→ **TASK TO COMPLETE**: Count the lines in the listing below that contain the string "white", treating uppercase and lowercase as different. Give only the number.
────────────────────────────────────────
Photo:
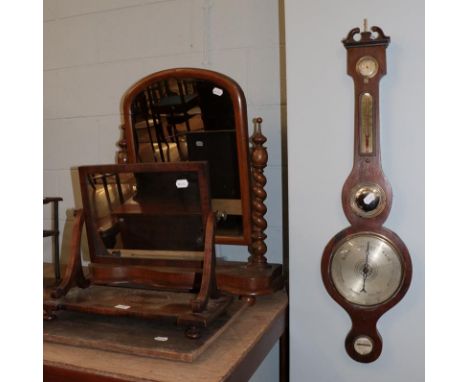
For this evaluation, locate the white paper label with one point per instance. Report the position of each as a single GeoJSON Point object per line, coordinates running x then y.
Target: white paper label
{"type": "Point", "coordinates": [181, 183]}
{"type": "Point", "coordinates": [217, 91]}
{"type": "Point", "coordinates": [161, 339]}
{"type": "Point", "coordinates": [122, 306]}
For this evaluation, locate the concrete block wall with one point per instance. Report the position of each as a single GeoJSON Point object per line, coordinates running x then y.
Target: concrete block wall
{"type": "Point", "coordinates": [95, 50]}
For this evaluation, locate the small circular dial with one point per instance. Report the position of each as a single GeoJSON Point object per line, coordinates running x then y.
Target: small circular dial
{"type": "Point", "coordinates": [363, 345]}
{"type": "Point", "coordinates": [366, 269]}
{"type": "Point", "coordinates": [367, 66]}
{"type": "Point", "coordinates": [368, 199]}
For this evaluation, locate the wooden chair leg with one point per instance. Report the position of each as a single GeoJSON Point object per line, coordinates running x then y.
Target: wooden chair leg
{"type": "Point", "coordinates": [74, 271]}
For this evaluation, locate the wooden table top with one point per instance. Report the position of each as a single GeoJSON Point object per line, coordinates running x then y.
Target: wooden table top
{"type": "Point", "coordinates": [234, 356]}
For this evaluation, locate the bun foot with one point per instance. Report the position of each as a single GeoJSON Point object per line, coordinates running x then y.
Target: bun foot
{"type": "Point", "coordinates": [49, 315]}
{"type": "Point", "coordinates": [193, 332]}
{"type": "Point", "coordinates": [250, 300]}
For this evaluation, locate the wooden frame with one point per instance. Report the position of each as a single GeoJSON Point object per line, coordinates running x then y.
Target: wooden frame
{"type": "Point", "coordinates": [128, 154]}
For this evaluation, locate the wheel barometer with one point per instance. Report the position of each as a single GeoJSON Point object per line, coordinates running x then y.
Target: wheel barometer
{"type": "Point", "coordinates": [366, 268]}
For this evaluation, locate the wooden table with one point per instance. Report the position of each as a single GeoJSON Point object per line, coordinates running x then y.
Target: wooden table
{"type": "Point", "coordinates": [234, 356]}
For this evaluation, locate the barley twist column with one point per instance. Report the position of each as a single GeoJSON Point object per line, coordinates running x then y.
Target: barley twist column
{"type": "Point", "coordinates": [259, 159]}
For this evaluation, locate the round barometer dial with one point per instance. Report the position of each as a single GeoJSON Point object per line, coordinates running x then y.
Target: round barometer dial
{"type": "Point", "coordinates": [366, 269]}
{"type": "Point", "coordinates": [367, 66]}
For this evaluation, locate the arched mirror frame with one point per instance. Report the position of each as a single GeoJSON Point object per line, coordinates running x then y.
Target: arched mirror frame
{"type": "Point", "coordinates": [240, 120]}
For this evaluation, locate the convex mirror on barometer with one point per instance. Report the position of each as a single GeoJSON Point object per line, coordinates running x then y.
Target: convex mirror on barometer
{"type": "Point", "coordinates": [366, 268]}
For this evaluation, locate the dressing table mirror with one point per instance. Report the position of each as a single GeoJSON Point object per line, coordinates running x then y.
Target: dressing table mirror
{"type": "Point", "coordinates": [190, 114]}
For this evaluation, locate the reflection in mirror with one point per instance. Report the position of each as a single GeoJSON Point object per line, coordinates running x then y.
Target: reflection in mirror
{"type": "Point", "coordinates": [145, 214]}
{"type": "Point", "coordinates": [196, 115]}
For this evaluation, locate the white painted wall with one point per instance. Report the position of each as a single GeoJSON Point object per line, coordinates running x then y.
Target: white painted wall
{"type": "Point", "coordinates": [320, 136]}
{"type": "Point", "coordinates": [95, 50]}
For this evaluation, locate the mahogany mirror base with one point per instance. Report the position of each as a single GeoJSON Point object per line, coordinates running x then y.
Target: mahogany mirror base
{"type": "Point", "coordinates": [169, 307]}
{"type": "Point", "coordinates": [236, 277]}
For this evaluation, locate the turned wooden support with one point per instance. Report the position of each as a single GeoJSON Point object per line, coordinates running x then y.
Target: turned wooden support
{"type": "Point", "coordinates": [74, 271]}
{"type": "Point", "coordinates": [122, 154]}
{"type": "Point", "coordinates": [259, 159]}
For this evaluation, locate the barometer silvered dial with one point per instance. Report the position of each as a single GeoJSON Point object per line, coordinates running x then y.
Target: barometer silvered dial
{"type": "Point", "coordinates": [366, 269]}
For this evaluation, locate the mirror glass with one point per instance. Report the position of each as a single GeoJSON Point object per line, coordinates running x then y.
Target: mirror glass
{"type": "Point", "coordinates": [144, 214]}
{"type": "Point", "coordinates": [196, 115]}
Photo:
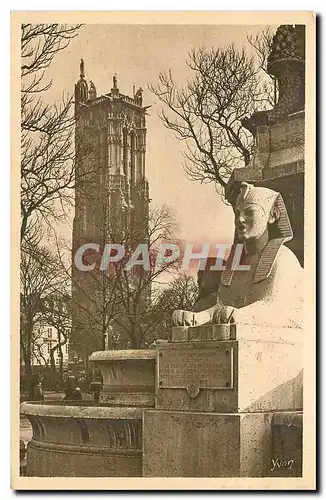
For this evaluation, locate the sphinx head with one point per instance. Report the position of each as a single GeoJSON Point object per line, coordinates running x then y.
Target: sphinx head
{"type": "Point", "coordinates": [256, 209]}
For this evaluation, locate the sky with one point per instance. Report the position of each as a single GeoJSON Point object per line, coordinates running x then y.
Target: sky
{"type": "Point", "coordinates": [136, 54]}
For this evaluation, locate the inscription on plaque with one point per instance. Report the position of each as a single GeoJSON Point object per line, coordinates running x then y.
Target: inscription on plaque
{"type": "Point", "coordinates": [203, 368]}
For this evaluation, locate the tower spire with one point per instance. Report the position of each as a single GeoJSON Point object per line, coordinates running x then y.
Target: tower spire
{"type": "Point", "coordinates": [82, 69]}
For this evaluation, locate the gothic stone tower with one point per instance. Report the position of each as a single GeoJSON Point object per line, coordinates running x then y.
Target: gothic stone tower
{"type": "Point", "coordinates": [111, 194]}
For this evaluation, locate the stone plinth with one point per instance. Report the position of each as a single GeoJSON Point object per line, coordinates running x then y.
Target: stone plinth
{"type": "Point", "coordinates": [287, 436]}
{"type": "Point", "coordinates": [217, 390]}
{"type": "Point", "coordinates": [128, 377]}
{"type": "Point", "coordinates": [83, 441]}
{"type": "Point", "coordinates": [181, 444]}
{"type": "Point", "coordinates": [258, 370]}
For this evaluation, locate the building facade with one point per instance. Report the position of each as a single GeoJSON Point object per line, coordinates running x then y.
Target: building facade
{"type": "Point", "coordinates": [111, 196]}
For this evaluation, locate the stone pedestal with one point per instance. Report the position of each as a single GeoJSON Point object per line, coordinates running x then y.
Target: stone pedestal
{"type": "Point", "coordinates": [195, 444]}
{"type": "Point", "coordinates": [215, 400]}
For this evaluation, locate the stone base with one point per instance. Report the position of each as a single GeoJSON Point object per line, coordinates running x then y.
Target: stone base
{"type": "Point", "coordinates": [287, 444]}
{"type": "Point", "coordinates": [180, 444]}
{"type": "Point", "coordinates": [84, 441]}
{"type": "Point", "coordinates": [53, 460]}
{"type": "Point", "coordinates": [229, 376]}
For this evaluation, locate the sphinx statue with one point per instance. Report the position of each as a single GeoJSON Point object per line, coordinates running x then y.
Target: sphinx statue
{"type": "Point", "coordinates": [269, 290]}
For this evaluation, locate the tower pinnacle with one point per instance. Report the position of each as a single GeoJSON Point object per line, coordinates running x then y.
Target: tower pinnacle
{"type": "Point", "coordinates": [82, 69]}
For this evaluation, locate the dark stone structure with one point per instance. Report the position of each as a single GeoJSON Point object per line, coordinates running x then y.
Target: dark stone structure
{"type": "Point", "coordinates": [111, 195]}
{"type": "Point", "coordinates": [278, 160]}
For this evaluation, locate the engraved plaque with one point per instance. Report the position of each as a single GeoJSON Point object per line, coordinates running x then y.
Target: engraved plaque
{"type": "Point", "coordinates": [195, 369]}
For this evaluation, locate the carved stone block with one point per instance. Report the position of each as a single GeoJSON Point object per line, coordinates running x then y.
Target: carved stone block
{"type": "Point", "coordinates": [230, 376]}
{"type": "Point", "coordinates": [189, 444]}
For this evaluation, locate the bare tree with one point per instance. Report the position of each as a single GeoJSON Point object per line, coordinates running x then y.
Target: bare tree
{"type": "Point", "coordinates": [40, 275]}
{"type": "Point", "coordinates": [56, 312]}
{"type": "Point", "coordinates": [262, 43]}
{"type": "Point", "coordinates": [226, 86]}
{"type": "Point", "coordinates": [47, 132]}
{"type": "Point", "coordinates": [115, 304]}
{"type": "Point", "coordinates": [135, 287]}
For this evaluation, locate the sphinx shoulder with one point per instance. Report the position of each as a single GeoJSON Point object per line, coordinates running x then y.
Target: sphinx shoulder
{"type": "Point", "coordinates": [287, 263]}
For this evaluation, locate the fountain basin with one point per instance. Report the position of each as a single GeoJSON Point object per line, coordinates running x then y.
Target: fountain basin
{"type": "Point", "coordinates": [128, 377]}
{"type": "Point", "coordinates": [83, 440]}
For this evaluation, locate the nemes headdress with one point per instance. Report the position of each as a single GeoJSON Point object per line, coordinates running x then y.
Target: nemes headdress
{"type": "Point", "coordinates": [247, 194]}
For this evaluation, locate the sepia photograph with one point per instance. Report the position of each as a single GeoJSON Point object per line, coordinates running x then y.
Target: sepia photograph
{"type": "Point", "coordinates": [163, 242]}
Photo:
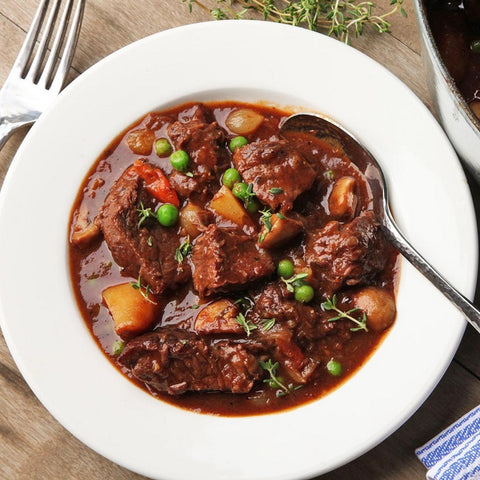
────────────────────────────────────────
→ **SOLUTION FOR THIS TASK**: 4